* WHAT IS REQUIRED *
Where a line contains the word "instance", copy that line from the records below.

* THE RECORDS *
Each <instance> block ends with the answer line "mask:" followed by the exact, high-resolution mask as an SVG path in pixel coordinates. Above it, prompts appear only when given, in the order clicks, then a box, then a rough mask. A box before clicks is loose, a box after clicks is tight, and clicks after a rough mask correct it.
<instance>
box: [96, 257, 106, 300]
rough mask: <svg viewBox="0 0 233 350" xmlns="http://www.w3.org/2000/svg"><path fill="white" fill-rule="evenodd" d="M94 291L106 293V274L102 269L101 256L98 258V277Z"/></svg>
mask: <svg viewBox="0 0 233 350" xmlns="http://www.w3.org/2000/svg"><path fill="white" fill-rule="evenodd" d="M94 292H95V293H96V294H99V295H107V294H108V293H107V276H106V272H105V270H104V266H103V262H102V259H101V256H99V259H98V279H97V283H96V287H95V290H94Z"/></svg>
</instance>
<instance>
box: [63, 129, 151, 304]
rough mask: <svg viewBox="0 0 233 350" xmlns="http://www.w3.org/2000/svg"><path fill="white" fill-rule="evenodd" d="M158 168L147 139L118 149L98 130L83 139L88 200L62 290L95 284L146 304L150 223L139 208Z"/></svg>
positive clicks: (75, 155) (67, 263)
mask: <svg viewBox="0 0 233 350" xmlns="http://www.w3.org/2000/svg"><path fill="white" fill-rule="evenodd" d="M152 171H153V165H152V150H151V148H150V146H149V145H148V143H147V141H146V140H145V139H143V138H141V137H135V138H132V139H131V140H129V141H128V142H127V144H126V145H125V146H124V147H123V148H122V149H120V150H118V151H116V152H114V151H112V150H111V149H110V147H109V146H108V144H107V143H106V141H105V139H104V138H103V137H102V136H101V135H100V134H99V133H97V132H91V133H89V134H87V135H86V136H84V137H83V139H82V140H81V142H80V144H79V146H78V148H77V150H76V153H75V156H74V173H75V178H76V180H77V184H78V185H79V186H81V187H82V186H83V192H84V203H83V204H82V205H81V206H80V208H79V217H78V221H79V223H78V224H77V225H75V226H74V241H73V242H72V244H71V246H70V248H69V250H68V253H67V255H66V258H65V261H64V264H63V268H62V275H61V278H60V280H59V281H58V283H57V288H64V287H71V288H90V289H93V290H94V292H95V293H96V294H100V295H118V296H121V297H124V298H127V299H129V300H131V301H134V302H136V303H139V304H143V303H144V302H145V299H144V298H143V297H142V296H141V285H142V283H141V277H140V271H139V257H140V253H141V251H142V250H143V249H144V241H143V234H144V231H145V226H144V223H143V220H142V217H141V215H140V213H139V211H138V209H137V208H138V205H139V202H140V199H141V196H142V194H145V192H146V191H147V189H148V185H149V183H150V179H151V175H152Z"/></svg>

* ANSWER TO THE PROBLEM *
Each <instance> block ends with the answer line "mask:" followed by the exact, high-resolution mask as an SVG path in pixel coordinates. Above it, prompts appear only when given, in the order clicks, then a box, then a rough mask. A box before clicks is loose, a box after clicks is tight, and clicks after a rough mask correct it.
<instance>
</instance>
<instance>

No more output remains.